### Job 1
In the forum post on matrix multiplication performance, how long does the C++ implementation take for 729x729 matrices?
### Job 2
Reproduce the forum post on matrix multiplication performance from "I'm currently working" to "C++-implementation.".

### Document passage
---------------
Performance issue: matrix multiplication in C and C++

M

Michael Bader

Hi,

I'm currently working on a matrix multiplication code (matrix times
matrix), and have come along some interesting/confusing results
concerning the running time of the (apparently) same algorithm,
when implemented in C or C++. I noticed that the implementation
in C is faster by a factor of 2.5 compared to a identical(?)
C++-implementation.

The basic algorithm in C is:

/* in function main() */
idxC = 0;
for(i=0; i< dimension; i++)
for(k=0; k< dimension; k++) {
idxA = i*dimension;
endA = idxA + dimension;
idxB = k;
while ( idxA < endA ) {
Celem[idxC] += Aelem[idxA] * Belem[idxB];
idxA++;
idxB += dimension;
};
idxC++;
};

where matrices A, B, and C are implemented using a 1-dimensional
array and line-by-line numbering (i.e. Fortran-style).
For example, idxA points to the current element A(i,j) of matrix A.
After idxA++, the pointer will point to element A(i,j+1).
Similar, idxA += dimension will move the pointer to element A(i+1,j).
Thus, the code computes the matrix product C=A*B, while trying to
avoid explicit computation of matrix indices.

The respective algorithm in C++ is:

template<class MatElem>
void FortranMatrix<MatElem>::mult(const FortranMatrix<MatElem>& B,
FortranMatrix<MatElem>& C) const {
/* ... */
int idxC = 0;
for(int i=0; i< dimension; i++)
for(int k=0; k< dimension; k++) {
int idxA = i*dimension;
int endA = idxA + dimension;
int idxB = k;
while ( idxA < endA ) {
C.elem[idxC] += elem[idxA] * B.elem[idxB];
idxA++;
idxB += dimension;
};
idxC++;
};
}

Here, A, B, and C, are objects of some matrix class that have a
member elem (of type double*).

For the same size of matrices (729x729), the C implementation takes
around 10 seconds on my machine (Pentium III, gcc, version 3.2,
optimization level -O3 and -funroll-loops).
The C++-implementation takes approximately 25 seconds on the same
machine using g++ (same version, same optimization parameters).

Is anybody out there able to give a comment on the reasons for
this huge loss of performance?

Using a static function, and the double-arrays as parameters, i.e.

template<class MatElem>
void FortranMatrix<MatElem>::stamult(const MatElem* A,
const MatElem* B,
MatElem* C, int dimension) {
/* ... */
int idxC = 0;
for(int i=0; i< dimension; i++)
---------------
### Data provided
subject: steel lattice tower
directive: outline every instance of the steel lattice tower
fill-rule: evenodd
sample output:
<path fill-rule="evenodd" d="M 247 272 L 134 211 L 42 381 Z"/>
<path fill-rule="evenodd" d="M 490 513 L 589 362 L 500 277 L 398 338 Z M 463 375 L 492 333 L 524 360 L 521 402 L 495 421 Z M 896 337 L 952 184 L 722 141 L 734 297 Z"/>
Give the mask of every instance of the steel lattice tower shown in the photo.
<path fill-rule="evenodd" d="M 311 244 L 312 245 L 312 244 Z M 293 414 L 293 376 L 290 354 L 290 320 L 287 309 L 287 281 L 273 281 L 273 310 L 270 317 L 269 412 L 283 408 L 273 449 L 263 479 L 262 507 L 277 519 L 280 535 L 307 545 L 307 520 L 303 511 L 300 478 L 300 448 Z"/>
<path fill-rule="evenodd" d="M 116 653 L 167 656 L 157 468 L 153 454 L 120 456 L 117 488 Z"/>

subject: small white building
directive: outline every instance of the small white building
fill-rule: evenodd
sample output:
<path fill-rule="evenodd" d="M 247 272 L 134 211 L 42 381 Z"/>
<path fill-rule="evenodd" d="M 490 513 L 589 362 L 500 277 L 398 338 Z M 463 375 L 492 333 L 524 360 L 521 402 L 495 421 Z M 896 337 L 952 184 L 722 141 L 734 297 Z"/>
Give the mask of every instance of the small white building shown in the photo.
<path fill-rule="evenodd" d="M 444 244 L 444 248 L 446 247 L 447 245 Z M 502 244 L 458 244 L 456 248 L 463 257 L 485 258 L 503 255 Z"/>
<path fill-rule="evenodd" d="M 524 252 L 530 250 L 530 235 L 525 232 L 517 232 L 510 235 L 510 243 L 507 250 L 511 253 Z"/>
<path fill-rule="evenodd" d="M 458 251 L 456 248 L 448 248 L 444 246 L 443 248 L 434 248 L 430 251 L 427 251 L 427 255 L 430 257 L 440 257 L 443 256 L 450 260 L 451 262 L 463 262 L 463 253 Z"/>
---------------
### Expected output 1
Approximately 25 seconds.

### Expected output 2
I'm currently working on a matrix multiplication code (matrix times
matrix), and have come along some interesting/confusing results
concerning the running time of the (apparently) same algorithm,
when implemented in C or C++. I noticed that the implementation
in C is faster by a factor of 2.5 compared to a identical(?)
C++-implementation.